_Supplied passage_
====================

According to Medscape arthicle Autopsies from COVID-19 victims reveal terrible disease!

 

“Surprised” at how “terrible” COVID-19 is to the body — that’s how one pathologist characterized what she learned from autopsies of patients who died of the disease. And she is not alone.

COVID-19 has proven in some ways to be as mystifying to pathologists examining the dead as to physicians treating living patients. Despite raising more questions than answers, autopsy is still an important research tool, helping elucidate how the disease is causing injury and pointing to potential treatments.

Many hospitals and pathologists, for fear of infection and insufficient equipment, initially avoided conducting autopsies on those who had died from COVID-19. That logjam has broken and reports on how the SARS-CoV-2 virus affects the body have yielded both expected and unexpected findings.

“I was surprised at how bad it was,” Amy Rapkiewicz, MD, chair of the Department of Pathology at NYU Langone Health’s Winthrop Hospital in Mineola, New York, told Medscape Medical News. “The degree of respiratory disease was some of the worst I’ve ever seen,” she said. “It’s a terrible, terrible disease. Every organ in the body is pretty much affected.”

Conducting COVID autopsies has been like going to a police lineup where one might not be able to definitively pick out the perpetrator but unlikely suspects can be eliminated, said Alex Williamson, MD, chief of autopsy pathology at New York’s 23-hospital Northwell Health. “We’ve exonerated a lot of pathologies” so far, Williamson told Medscape Medical News.

====================

_Records provided_
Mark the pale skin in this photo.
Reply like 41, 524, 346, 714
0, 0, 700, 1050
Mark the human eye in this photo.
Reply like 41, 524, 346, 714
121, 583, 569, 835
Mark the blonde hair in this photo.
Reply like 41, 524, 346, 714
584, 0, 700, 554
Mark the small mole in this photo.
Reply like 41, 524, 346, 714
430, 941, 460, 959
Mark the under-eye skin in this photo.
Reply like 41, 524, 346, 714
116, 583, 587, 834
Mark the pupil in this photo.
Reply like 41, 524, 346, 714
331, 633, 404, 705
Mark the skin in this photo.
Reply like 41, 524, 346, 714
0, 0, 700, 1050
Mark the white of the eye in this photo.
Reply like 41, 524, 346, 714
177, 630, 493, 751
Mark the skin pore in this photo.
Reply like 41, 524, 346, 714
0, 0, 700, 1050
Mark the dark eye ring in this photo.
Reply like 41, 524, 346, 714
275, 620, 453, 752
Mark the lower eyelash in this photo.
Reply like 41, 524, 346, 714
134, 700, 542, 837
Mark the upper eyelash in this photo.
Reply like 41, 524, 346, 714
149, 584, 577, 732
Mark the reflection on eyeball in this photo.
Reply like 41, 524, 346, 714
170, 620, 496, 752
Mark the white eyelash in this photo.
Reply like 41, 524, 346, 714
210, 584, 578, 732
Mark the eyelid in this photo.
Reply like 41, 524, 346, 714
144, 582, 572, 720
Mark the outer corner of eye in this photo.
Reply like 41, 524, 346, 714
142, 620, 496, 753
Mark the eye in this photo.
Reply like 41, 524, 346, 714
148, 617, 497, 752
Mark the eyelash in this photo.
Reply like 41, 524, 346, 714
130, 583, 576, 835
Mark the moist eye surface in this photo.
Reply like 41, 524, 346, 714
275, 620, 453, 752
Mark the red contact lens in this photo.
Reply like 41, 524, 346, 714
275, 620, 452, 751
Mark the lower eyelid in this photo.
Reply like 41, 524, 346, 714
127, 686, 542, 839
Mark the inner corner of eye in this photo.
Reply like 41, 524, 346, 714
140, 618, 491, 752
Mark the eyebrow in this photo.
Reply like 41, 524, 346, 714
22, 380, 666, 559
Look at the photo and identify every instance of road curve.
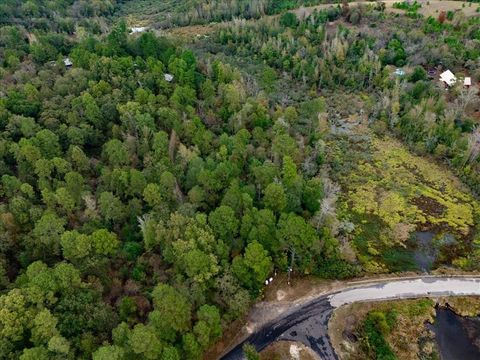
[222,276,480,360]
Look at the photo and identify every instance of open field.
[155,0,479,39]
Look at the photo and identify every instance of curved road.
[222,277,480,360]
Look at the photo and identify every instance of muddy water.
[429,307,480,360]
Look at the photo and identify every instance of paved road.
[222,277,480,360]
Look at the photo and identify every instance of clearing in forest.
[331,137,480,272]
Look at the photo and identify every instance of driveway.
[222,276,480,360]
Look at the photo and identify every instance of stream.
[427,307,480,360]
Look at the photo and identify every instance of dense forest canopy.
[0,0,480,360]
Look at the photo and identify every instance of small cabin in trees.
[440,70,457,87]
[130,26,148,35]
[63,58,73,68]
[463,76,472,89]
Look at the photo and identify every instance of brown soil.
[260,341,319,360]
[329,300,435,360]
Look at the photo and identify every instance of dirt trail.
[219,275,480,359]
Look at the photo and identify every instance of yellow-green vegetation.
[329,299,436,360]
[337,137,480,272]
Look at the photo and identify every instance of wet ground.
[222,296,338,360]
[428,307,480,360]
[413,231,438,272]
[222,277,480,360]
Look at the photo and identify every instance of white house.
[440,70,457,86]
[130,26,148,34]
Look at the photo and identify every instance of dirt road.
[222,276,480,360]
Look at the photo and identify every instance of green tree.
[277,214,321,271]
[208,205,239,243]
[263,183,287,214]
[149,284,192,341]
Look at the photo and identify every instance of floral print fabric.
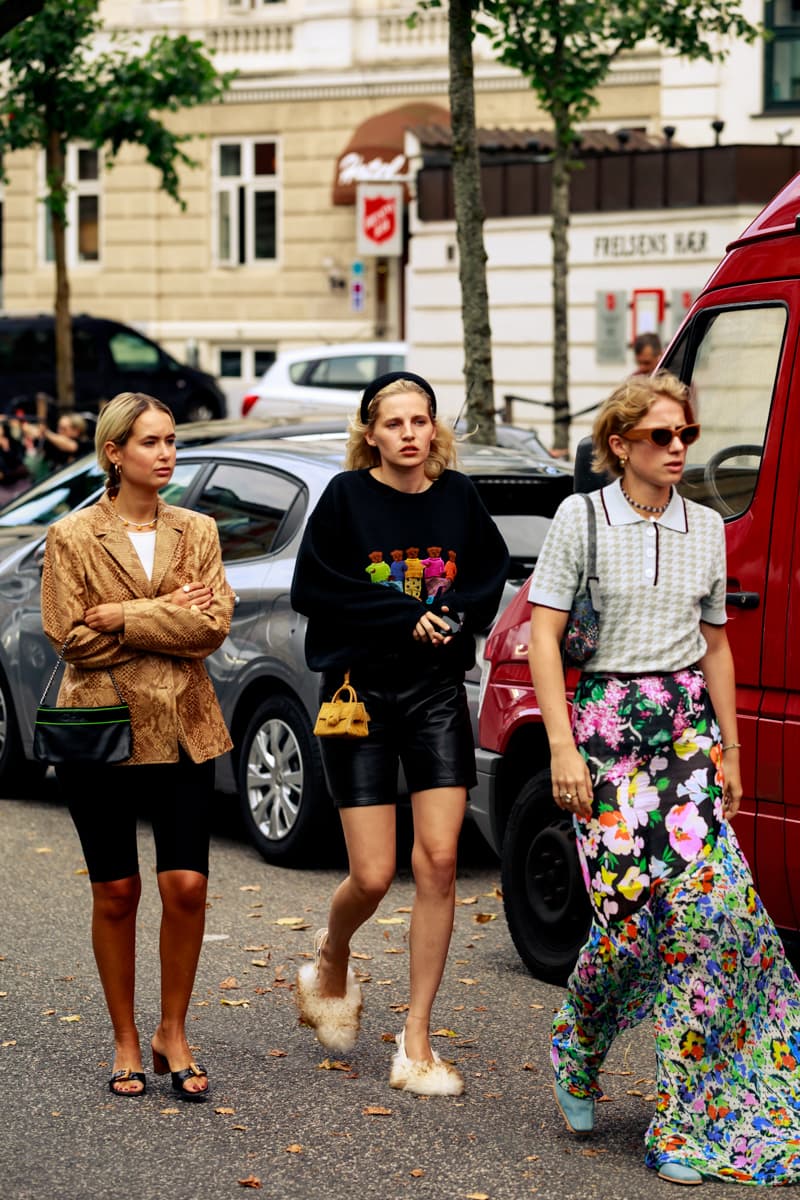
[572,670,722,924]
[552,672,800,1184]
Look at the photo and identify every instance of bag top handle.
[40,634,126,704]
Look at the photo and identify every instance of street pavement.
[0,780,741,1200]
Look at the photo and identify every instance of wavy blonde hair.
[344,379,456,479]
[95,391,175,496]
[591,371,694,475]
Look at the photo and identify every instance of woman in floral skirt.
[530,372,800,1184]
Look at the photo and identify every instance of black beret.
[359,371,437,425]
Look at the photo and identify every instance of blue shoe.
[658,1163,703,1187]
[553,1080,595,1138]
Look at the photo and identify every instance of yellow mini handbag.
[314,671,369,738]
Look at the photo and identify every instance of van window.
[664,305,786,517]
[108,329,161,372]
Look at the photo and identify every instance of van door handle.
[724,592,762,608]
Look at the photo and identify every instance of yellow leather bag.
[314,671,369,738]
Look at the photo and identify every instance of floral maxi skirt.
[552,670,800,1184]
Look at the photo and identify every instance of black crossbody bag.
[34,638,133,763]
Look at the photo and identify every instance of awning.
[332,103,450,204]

====================

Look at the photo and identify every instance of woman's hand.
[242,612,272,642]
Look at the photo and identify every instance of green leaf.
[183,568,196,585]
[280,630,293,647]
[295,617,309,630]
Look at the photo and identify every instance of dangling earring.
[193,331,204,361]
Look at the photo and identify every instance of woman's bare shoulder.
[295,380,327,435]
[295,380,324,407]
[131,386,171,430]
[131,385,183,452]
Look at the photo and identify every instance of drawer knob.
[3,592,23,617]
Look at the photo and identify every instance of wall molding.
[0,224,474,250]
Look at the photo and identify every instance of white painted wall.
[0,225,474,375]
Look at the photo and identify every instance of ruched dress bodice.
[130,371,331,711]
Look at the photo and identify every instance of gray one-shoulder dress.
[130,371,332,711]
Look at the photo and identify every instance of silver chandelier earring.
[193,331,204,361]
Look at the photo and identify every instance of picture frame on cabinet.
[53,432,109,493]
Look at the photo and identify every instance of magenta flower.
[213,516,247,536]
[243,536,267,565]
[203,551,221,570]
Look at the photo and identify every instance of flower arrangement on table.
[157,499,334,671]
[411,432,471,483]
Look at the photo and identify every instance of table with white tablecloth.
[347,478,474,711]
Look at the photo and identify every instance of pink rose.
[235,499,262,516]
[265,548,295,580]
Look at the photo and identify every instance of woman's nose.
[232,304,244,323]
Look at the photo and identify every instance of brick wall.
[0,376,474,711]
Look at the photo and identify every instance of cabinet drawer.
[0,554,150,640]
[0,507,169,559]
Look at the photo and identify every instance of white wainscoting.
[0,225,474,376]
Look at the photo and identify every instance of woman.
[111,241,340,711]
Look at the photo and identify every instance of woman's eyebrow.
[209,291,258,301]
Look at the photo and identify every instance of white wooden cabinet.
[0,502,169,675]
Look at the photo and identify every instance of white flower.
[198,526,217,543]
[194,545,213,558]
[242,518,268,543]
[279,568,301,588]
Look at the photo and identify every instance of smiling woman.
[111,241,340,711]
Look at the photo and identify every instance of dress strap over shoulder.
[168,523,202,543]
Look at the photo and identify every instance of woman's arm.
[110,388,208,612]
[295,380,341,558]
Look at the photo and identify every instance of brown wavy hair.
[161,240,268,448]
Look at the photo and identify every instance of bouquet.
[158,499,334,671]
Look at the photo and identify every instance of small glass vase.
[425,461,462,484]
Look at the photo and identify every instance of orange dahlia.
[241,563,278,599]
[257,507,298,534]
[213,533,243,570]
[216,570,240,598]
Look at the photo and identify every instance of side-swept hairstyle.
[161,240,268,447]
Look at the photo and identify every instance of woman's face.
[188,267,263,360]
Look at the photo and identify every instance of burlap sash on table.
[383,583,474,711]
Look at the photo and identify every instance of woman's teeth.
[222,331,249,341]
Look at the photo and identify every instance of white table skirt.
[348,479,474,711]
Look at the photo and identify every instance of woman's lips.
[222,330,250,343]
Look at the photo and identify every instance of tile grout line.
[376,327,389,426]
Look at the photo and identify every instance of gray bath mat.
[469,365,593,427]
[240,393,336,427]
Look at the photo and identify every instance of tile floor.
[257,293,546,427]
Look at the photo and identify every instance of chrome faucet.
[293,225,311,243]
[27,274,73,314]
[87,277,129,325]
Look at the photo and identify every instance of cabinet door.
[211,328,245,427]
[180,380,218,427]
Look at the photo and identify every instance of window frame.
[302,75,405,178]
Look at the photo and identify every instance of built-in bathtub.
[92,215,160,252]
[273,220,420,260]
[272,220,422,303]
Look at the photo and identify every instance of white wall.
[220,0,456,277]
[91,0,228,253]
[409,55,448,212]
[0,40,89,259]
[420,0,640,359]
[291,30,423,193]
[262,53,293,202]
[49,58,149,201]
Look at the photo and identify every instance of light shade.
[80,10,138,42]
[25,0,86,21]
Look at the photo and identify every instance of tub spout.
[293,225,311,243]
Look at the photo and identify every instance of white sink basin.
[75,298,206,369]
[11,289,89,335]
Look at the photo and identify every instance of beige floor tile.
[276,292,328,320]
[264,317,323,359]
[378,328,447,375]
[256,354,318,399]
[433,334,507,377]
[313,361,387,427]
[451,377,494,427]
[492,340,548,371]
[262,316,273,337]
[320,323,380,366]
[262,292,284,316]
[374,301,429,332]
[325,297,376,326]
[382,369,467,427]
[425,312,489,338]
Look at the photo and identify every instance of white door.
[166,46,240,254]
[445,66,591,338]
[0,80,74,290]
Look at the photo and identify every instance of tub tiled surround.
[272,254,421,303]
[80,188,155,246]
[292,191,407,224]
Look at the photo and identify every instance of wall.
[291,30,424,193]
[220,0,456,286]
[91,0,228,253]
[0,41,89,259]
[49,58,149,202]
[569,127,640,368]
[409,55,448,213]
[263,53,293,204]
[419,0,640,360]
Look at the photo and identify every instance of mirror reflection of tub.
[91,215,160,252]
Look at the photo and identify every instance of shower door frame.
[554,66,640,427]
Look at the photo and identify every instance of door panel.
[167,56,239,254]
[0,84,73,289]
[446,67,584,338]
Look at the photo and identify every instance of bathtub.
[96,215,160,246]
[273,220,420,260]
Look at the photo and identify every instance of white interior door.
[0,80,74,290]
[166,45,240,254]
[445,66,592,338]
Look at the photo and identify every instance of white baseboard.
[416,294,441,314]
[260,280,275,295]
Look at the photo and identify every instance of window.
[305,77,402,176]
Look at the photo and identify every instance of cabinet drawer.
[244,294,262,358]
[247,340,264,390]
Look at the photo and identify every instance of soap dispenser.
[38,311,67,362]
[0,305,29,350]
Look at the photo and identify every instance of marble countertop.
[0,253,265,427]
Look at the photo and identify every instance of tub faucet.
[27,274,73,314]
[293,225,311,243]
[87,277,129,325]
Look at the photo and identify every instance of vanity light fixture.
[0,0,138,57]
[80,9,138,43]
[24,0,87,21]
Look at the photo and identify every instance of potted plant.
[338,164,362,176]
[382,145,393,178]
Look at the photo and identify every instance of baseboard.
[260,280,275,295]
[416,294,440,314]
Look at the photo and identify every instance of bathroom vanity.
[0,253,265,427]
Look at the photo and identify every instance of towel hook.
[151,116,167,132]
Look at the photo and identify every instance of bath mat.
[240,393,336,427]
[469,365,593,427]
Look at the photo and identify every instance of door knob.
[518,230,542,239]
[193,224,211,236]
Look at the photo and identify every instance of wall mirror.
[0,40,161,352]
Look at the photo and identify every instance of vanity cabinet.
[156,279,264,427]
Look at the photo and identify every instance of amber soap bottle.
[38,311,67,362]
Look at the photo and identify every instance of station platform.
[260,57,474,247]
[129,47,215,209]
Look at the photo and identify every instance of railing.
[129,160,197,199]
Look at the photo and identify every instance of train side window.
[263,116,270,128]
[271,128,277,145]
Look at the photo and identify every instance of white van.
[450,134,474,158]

====================

_Directions for this task_
Can you reproduce verbatim everything in the COVID-19 autopsy passage from "Conducting COVID autopsies" down to "Williamson told Medscape Medical News."?

_Solved problem_
Conducting COVID autopsies has been like going to a police lineup where one might not be able to definitively pick out the perpetrator but unlikely suspects can be eliminated, said Alex Williamson, MD, chief of autopsy pathology at New York’s 23-hospital Northwell Health. “We’ve exonerated a lot of pathologies” so far, Williamson told Medscape Medical News.